Stated task: Render the lines below as a Markdown table with the columns No. and Line: the row number in the first and the line in the second. Leave out blank lines.

::::::

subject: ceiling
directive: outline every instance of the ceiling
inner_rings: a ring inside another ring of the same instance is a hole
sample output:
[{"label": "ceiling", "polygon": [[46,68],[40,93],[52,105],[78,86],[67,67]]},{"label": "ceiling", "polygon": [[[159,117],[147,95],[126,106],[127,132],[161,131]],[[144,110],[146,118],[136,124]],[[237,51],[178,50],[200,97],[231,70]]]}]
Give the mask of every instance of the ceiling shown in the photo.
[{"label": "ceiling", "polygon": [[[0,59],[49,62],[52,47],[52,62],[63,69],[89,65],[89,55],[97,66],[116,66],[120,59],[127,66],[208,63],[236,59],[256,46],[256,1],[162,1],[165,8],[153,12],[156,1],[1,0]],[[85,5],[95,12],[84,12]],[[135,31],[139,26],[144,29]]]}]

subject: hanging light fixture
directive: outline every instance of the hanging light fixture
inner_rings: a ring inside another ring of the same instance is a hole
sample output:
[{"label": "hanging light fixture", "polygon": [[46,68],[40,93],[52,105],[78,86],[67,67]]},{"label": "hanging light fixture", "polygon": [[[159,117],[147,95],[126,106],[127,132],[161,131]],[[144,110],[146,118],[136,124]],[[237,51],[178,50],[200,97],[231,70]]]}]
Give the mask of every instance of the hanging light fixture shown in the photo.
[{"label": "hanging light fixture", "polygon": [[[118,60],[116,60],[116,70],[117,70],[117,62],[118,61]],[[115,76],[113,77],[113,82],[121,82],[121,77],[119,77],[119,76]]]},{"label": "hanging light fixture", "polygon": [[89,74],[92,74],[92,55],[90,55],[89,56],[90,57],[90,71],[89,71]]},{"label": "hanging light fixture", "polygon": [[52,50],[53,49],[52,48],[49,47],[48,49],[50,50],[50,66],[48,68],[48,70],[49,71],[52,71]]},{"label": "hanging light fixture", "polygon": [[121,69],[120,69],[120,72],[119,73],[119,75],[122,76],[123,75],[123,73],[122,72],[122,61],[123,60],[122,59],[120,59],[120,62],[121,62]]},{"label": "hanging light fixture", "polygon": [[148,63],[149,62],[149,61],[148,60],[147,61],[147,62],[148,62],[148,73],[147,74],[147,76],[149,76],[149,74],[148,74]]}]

::::::

Finished answer:
| No. | Line |
|---|---|
| 1 | subject: ceiling |
| 2 | directive: outline every instance of the ceiling |
| 3 | inner_rings: a ring inside another ring of the same instance is a hole |
| 4 | sample output: |
| 5 | [{"label": "ceiling", "polygon": [[46,68],[40,93],[52,105],[78,86],[67,67]]},{"label": "ceiling", "polygon": [[[159,117],[147,95],[126,106],[127,132],[161,131]],[[144,110],[146,118],[136,124]],[[237,51],[178,50],[200,97],[231,70]]]}] |
| 6 | Give the mask of every instance of the ceiling shown in the photo. |
| 7 | [{"label": "ceiling", "polygon": [[[0,59],[49,62],[52,47],[52,62],[63,69],[89,65],[89,55],[97,66],[116,66],[120,59],[127,66],[208,63],[236,59],[256,46],[256,1],[162,1],[165,8],[153,12],[156,1],[1,0]],[[85,5],[95,12],[84,12]],[[135,31],[139,26],[144,29]]]}] |
| 8 | subject: hanging light fixture |
| 9 | directive: outline every instance of the hanging light fixture |
| 10 | inner_rings: a ring inside another ring of the same instance is a hole |
| 11 | sample output: |
| 12 | [{"label": "hanging light fixture", "polygon": [[46,68],[40,93],[52,105],[78,86],[67,67]]},{"label": "hanging light fixture", "polygon": [[[159,117],[147,95],[126,106],[127,132],[161,131]],[[144,110],[146,118],[136,124]],[[237,51],[178,50],[200,97],[231,70]]]}] |
| 13 | Give the mask of every instance of the hanging light fixture shown in the photo. |
| 14 | [{"label": "hanging light fixture", "polygon": [[[118,60],[116,60],[116,70],[117,70],[117,62],[118,61]],[[115,76],[113,77],[113,82],[121,82],[121,77],[119,77],[119,76]]]},{"label": "hanging light fixture", "polygon": [[89,74],[92,74],[92,55],[90,55],[89,56],[90,57],[90,71],[89,71]]},{"label": "hanging light fixture", "polygon": [[52,50],[53,49],[52,48],[49,47],[48,49],[50,50],[50,66],[48,68],[48,70],[49,71],[52,71]]},{"label": "hanging light fixture", "polygon": [[121,69],[120,69],[120,72],[119,73],[119,75],[122,76],[123,75],[123,73],[122,72],[122,61],[123,60],[122,59],[120,59],[120,62],[121,62]]},{"label": "hanging light fixture", "polygon": [[148,63],[149,62],[149,61],[148,60],[147,61],[147,62],[148,62],[148,73],[147,74],[147,76],[149,76],[149,74],[148,74]]}] |